Exercise prompt
Repeat the data exactly, please.

Data in this exercise
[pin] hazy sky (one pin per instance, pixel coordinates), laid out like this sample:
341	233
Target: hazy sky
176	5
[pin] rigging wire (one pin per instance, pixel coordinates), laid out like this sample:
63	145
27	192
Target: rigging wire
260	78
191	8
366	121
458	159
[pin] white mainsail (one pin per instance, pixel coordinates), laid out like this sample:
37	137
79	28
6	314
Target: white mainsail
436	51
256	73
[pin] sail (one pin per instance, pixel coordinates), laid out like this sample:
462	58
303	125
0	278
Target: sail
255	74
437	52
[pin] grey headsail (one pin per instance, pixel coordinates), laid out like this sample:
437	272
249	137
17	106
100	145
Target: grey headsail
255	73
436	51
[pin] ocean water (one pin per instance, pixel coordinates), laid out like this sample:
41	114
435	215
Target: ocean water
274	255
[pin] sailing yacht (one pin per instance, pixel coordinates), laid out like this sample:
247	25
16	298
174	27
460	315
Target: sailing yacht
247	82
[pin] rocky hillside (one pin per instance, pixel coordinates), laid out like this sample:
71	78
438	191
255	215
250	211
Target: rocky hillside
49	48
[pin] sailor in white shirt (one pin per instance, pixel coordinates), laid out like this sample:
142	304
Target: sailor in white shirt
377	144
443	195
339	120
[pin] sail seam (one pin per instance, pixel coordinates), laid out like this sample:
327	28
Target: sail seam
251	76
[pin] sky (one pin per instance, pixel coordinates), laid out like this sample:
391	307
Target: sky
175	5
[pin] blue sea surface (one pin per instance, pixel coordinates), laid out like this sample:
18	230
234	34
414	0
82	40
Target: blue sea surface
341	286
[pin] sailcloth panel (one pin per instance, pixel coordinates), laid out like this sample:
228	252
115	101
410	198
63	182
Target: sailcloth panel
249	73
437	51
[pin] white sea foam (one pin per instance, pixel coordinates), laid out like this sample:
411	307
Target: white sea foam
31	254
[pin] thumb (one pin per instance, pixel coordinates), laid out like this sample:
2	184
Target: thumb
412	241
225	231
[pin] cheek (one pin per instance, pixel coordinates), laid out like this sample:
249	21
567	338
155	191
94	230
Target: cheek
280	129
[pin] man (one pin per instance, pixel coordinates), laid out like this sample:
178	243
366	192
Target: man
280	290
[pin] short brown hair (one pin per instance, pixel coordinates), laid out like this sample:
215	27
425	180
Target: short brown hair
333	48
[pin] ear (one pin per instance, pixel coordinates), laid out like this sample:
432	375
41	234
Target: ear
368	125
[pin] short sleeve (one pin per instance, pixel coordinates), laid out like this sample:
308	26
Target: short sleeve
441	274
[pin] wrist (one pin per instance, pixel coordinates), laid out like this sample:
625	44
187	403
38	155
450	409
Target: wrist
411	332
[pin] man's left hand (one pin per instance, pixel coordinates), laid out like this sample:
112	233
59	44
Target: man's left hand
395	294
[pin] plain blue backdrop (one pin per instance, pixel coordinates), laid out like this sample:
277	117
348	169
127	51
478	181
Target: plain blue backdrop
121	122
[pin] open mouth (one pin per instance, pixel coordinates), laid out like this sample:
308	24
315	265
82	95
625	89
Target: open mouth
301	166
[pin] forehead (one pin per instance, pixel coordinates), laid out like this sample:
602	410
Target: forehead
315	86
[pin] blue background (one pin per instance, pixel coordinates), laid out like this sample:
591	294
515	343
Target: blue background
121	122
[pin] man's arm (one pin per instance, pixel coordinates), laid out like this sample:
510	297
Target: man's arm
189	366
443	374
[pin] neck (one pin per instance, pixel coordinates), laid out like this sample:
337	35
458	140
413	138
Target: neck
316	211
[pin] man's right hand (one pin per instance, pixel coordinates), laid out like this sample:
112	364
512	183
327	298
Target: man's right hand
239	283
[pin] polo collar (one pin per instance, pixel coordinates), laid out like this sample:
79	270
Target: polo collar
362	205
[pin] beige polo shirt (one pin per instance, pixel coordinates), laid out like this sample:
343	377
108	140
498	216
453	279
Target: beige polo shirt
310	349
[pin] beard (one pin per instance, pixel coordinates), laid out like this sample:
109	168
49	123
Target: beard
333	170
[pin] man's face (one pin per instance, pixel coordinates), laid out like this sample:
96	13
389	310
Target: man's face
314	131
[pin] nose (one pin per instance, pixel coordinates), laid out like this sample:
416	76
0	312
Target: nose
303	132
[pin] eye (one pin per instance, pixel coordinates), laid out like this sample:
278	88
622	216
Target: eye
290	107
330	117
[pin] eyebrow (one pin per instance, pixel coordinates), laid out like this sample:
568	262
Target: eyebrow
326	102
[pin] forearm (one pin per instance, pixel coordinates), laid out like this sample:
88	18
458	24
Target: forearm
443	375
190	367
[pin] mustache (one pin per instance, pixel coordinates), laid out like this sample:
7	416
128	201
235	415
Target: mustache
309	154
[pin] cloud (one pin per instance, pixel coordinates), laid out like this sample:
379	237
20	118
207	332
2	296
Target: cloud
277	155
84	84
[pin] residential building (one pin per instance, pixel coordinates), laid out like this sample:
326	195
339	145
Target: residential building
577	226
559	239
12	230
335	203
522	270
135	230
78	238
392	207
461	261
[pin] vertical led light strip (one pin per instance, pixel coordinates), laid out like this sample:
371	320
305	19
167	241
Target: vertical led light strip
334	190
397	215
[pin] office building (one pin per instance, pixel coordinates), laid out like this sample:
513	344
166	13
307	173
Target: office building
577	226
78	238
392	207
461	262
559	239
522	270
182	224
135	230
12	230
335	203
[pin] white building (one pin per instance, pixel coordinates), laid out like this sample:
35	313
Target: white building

Your solution
[pin] hazy sky (one pin per instance, pixel coordinates), laid out like this sample:
341	233
Target: hazy sky
176	5
[pin] rigging wire (one pin per instance, pixel coordinates), laid out like this sample:
63	145
27	192
Target: rigging wire
260	78
191	8
366	121
458	159
[pin] white mainsail (one pin per instance, pixel coordinates), laid out like this sample:
37	137
79	28
6	314
Target: white mainsail
436	51
256	73
[pin] sail (one pin per instance, pixel coordinates), laid out like this sample:
462	58
303	125
0	278
Target: sail
255	74
437	52
[pin] grey headsail (one pin per instance, pixel coordinates), laid out like this sample:
437	272
249	137
17	106
100	145
Target: grey headsail
255	73
436	51
[pin] ocean water (one pin per instance, pixel coordinates), laid out like this sample:
41	114
435	215
Target: ocean water
274	255
[pin] sailing yacht (one pin per instance, pixel coordinates), laid out like this sample:
247	25
16	298
174	27
460	315
Target: sailing yacht
247	82
[pin] rocky hillside (one pin per instance, pixel coordinates), laid out like this sample:
71	78
438	191
255	215
250	211
Target: rocky hillside
49	48
[pin] sailor in white shirt (one pin per instance, pixel coordinates), laid out like this sample:
142	304
Target: sailor in white shirt
377	144
443	195
339	120
[pin] sail seam (one pin per instance, pixel coordinates), laid out like this sample:
327	28
Target: sail seam
251	76
[pin] sky (one pin per instance, pixel coordinates), laid out like this sample:
391	307
Target: sky
175	5
[pin] blue sea surface (one pin per instance, pixel coordinates), laid out like this sample:
18	230
234	34
414	0
82	40
Target: blue sea surface
341	286
[pin] sailcloth panel (one pin per instance, pixel coordinates), laid out like this sample:
228	252
115	101
410	198
63	182
Target: sailcloth panel
249	73
437	51
[pin] white sea foam (one pin per instance, pixel coordinates), laid out like this sample:
411	307
Target: white sea foam
31	254
[pin] thumb (one pin per instance, pixel coordinates), laid out like this sample:
2	184
Target: thumb
412	241
225	231
[pin] cheek (one pin per instance, pixel coordinates), laid out like this sample:
249	21
567	338
155	191
94	230
Target: cheek
280	129
[pin] man (one pin per instance, pixel coordinates), laid out like this sample:
178	243
366	192
Target: man
280	290
[pin] short brown hair (one pin per instance, pixel coordinates), laid out like this sample:
215	27
425	180
Target: short brown hair
333	48
[pin] ear (one pin per instance, pixel coordinates), laid out like this sample:
432	375
41	234
Target: ear
368	125
[pin] short sleeve (one pin per instance, pixel coordinates), laid out like this sample:
308	26
Target: short sleeve
441	274
[pin] wrist (one pin per instance, pixel coordinates), laid out like this sample:
625	44
187	403
38	155
450	409
Target: wrist
411	332
[pin] man's left hand (one pin per instance, pixel coordinates), laid out like this sample:
112	233
59	44
Target: man's left hand
395	294
[pin] plain blue backdrop (one pin per instance, pixel coordinates), laid out like this sample:
277	117
348	169
127	51
478	181
Target: plain blue backdrop
121	122
[pin] open mouth (one pin per instance, pixel coordinates), laid out like this sample:
308	24
315	265
82	95
625	89
Target: open mouth
301	166
[pin] forehead (one pin per instance, pixel coordinates), laid out like this sample:
602	410
Target: forehead
315	86
[pin] blue background (one pin per instance, pixel coordinates), laid out like this sample:
591	294
515	343
Target: blue background
121	122
[pin] man's arm (one pin per instance, pixel coordinates), laid out like this sample:
510	297
Target: man's arm
189	366
443	374
[pin] neck (one pin per instance, pixel coordinates), laid out like this sample:
337	35
458	140
413	138
Target: neck
316	211
[pin] man's right hand (one pin per instance, pixel coordinates), laid out like this sample:
112	364
512	183
327	298
Target: man's right hand
239	283
[pin] polo collar (one pin per instance, pixel coordinates), laid out like this sample:
79	270
Target: polo collar
362	205
[pin] beige polo shirt (one pin per instance, pixel coordinates), laid out like this sample:
343	377
108	140
498	216
453	279
Target: beige polo shirt
310	349
[pin] beard (one pin per instance, pixel coordinates), laid out like this sample:
109	168
49	123
Target: beard
333	170
[pin] man's face (one pin per instance, pixel coordinates), laid out like this sample:
96	13
389	310
Target: man's face
314	131
[pin] nose (one pin per instance, pixel coordinates), laid out like this sample:
416	76
0	312
Target: nose
303	132
[pin] eye (one pin per instance, pixel coordinates), laid out like this sample:
278	88
622	216
Target: eye
290	107
330	117
[pin] eyebrow (one pin per instance, pixel coordinates), laid out like this sample:
568	262
Target: eyebrow
326	102
[pin] forearm (one pin per instance, pixel coordinates), laid out like this sample:
88	18
458	24
Target: forearm
443	375
190	367
[pin] mustache (one pin per instance, pixel coordinates), laid out like this sample:
7	416
128	201
235	415
Target: mustache
309	154
[pin] cloud (one pin per instance, pixel coordinates), laid out like this sample:
379	237
20	118
207	332
2	296
Target: cloud
277	155
84	84
[pin] residential building (one pin per instance, pixel coordinates), laid out like this sample:
326	195
339	145
Target: residential building
577	226
559	239
12	230
335	203
522	270
135	230
78	238
392	207
461	261
[pin] vertical led light strip (one pin per instance, pixel coordinates), laid out like this sample:
371	320
305	19
167	241
Target: vertical led light strip
334	190
397	215
[pin] office building (one pin per instance, pixel coordinates), laid out like this sample:
513	344
166	13
307	173
Target: office building
577	226
78	238
392	207
461	262
559	239
522	270
182	224
135	230
12	230
335	203
[pin] white building (one pin per instance, pixel coordinates), laid out like this sample:
35	313
Target: white building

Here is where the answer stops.